(Object point labels)
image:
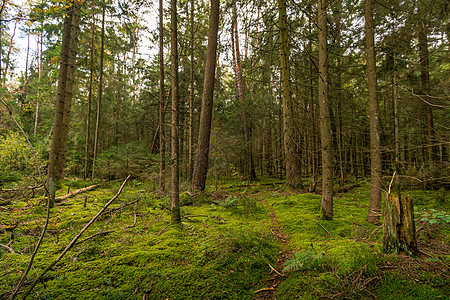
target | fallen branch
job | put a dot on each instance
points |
(275, 270)
(8, 248)
(433, 257)
(74, 240)
(76, 192)
(125, 205)
(265, 290)
(20, 188)
(94, 235)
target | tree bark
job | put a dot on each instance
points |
(399, 230)
(191, 100)
(100, 93)
(162, 110)
(202, 155)
(375, 155)
(174, 164)
(247, 159)
(325, 124)
(293, 173)
(425, 80)
(38, 103)
(63, 101)
(88, 117)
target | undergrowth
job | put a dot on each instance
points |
(223, 248)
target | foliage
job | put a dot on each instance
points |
(16, 158)
(122, 160)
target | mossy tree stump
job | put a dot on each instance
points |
(399, 230)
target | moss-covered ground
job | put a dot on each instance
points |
(231, 239)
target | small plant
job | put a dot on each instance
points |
(306, 261)
(434, 216)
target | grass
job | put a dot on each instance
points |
(223, 248)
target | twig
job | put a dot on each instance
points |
(134, 223)
(26, 187)
(275, 270)
(47, 218)
(162, 230)
(392, 180)
(74, 240)
(120, 207)
(8, 248)
(76, 192)
(265, 290)
(427, 254)
(94, 235)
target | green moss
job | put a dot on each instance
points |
(221, 251)
(395, 288)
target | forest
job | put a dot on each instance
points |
(224, 149)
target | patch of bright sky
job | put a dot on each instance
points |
(146, 49)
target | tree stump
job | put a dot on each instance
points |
(399, 230)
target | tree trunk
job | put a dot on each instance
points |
(399, 230)
(174, 195)
(293, 173)
(63, 101)
(100, 93)
(162, 111)
(247, 159)
(38, 103)
(425, 80)
(375, 155)
(88, 117)
(202, 156)
(191, 100)
(325, 124)
(9, 52)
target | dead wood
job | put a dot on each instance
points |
(76, 192)
(74, 240)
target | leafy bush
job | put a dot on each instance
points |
(122, 160)
(16, 157)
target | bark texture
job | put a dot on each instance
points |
(399, 229)
(63, 103)
(202, 155)
(324, 107)
(375, 155)
(174, 164)
(293, 173)
(162, 111)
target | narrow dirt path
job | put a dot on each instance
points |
(270, 291)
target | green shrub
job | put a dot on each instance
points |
(16, 157)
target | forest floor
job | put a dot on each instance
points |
(237, 241)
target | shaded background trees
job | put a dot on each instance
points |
(411, 48)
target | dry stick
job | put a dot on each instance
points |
(47, 217)
(8, 248)
(94, 235)
(74, 240)
(275, 270)
(322, 227)
(76, 192)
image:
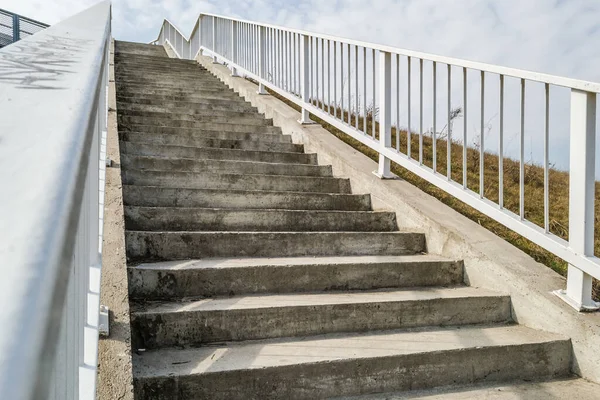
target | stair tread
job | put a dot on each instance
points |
(571, 388)
(244, 262)
(313, 299)
(273, 353)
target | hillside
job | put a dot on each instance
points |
(534, 188)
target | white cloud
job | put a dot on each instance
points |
(554, 36)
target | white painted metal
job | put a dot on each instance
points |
(581, 196)
(304, 81)
(385, 110)
(581, 261)
(51, 224)
(501, 147)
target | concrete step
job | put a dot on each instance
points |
(560, 389)
(196, 121)
(153, 196)
(134, 56)
(189, 103)
(248, 220)
(193, 96)
(227, 128)
(206, 141)
(192, 86)
(196, 82)
(190, 115)
(223, 181)
(182, 108)
(235, 125)
(198, 322)
(342, 365)
(227, 167)
(131, 50)
(213, 153)
(270, 135)
(171, 280)
(163, 246)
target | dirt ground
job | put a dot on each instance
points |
(115, 380)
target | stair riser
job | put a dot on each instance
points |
(194, 121)
(159, 111)
(224, 97)
(151, 331)
(221, 135)
(168, 197)
(130, 52)
(236, 182)
(189, 115)
(179, 103)
(221, 93)
(182, 219)
(178, 108)
(229, 129)
(152, 284)
(192, 88)
(190, 83)
(363, 376)
(215, 153)
(225, 167)
(178, 140)
(174, 126)
(149, 246)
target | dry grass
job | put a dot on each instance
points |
(534, 187)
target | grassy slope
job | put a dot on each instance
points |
(534, 188)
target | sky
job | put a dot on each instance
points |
(560, 37)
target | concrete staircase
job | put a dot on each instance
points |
(254, 273)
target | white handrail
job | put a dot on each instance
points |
(53, 107)
(334, 78)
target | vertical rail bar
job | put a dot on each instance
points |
(349, 89)
(434, 133)
(234, 49)
(501, 147)
(409, 103)
(304, 78)
(398, 102)
(357, 115)
(323, 73)
(329, 77)
(522, 155)
(546, 159)
(214, 44)
(261, 59)
(581, 195)
(449, 127)
(482, 139)
(335, 103)
(374, 97)
(465, 139)
(421, 111)
(365, 90)
(385, 105)
(342, 81)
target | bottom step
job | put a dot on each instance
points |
(575, 389)
(345, 365)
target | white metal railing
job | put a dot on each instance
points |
(351, 84)
(53, 123)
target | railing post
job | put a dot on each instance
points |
(385, 112)
(261, 59)
(214, 49)
(234, 47)
(581, 197)
(304, 79)
(16, 28)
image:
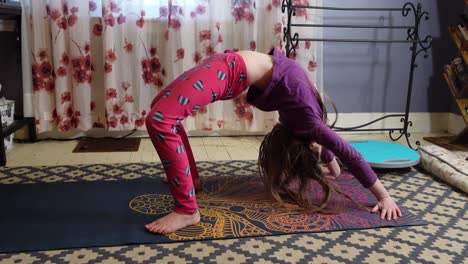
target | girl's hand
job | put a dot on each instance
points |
(332, 170)
(388, 209)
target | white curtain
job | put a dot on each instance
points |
(98, 64)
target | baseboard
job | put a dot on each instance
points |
(456, 124)
(422, 123)
(28, 99)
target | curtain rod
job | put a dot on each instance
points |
(351, 26)
(349, 8)
(362, 40)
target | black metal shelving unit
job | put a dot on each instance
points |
(13, 12)
(417, 45)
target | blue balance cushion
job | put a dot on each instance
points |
(380, 154)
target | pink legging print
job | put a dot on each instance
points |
(219, 77)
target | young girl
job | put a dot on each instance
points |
(275, 82)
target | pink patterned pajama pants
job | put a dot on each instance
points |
(219, 77)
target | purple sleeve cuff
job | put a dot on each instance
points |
(353, 160)
(326, 156)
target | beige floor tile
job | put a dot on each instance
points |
(217, 153)
(146, 145)
(213, 141)
(149, 156)
(240, 141)
(199, 153)
(196, 141)
(118, 157)
(243, 153)
(50, 152)
(135, 157)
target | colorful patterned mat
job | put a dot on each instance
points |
(100, 213)
(443, 240)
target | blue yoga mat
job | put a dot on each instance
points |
(380, 154)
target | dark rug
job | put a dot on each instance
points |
(445, 142)
(106, 213)
(442, 241)
(107, 145)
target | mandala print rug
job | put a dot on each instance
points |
(110, 207)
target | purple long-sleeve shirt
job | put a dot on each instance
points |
(291, 93)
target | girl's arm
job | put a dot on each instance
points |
(328, 139)
(387, 207)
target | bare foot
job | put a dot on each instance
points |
(196, 183)
(172, 222)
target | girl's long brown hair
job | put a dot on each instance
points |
(285, 161)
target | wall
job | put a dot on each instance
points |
(374, 77)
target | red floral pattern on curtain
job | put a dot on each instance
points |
(99, 63)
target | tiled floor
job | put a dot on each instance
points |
(49, 152)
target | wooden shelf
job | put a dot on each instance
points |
(463, 107)
(457, 92)
(462, 46)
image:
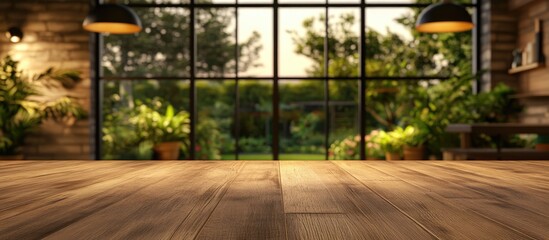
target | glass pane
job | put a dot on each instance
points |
(394, 48)
(344, 1)
(255, 1)
(215, 124)
(214, 1)
(255, 115)
(152, 1)
(129, 109)
(255, 33)
(301, 1)
(161, 49)
(414, 1)
(302, 120)
(215, 40)
(344, 34)
(344, 130)
(301, 42)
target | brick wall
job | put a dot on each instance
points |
(53, 37)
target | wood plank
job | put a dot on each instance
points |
(492, 187)
(525, 221)
(423, 180)
(177, 206)
(364, 215)
(367, 216)
(16, 197)
(520, 176)
(431, 211)
(68, 207)
(252, 207)
(304, 191)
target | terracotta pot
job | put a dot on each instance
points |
(11, 157)
(392, 156)
(542, 146)
(414, 153)
(166, 151)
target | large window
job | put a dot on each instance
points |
(269, 79)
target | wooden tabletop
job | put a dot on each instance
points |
(274, 200)
(499, 128)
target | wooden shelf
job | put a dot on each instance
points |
(540, 94)
(530, 66)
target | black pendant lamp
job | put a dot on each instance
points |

Work instructions: The answer consists only of the lines from the one containing "target | wood plank" to the end of the records, each written out exactly.

Written response:
target | wood plank
job | put a dot on each instance
points |
(492, 187)
(525, 221)
(423, 180)
(177, 206)
(364, 215)
(367, 216)
(16, 197)
(520, 176)
(431, 211)
(68, 207)
(252, 207)
(304, 191)
target | terracotta pot
job | put a dot on each instance
points |
(11, 157)
(392, 156)
(542, 146)
(414, 153)
(166, 151)
target | large window
job | put a dot on each instance
points |
(269, 79)
target | wooden tabletop
job | put a dot on each instance
points |
(274, 200)
(499, 128)
target | wooden shelf
job | put a dot on each instance
points |
(540, 94)
(530, 66)
target | black pendant lamp
job | put a dot on each instance
points |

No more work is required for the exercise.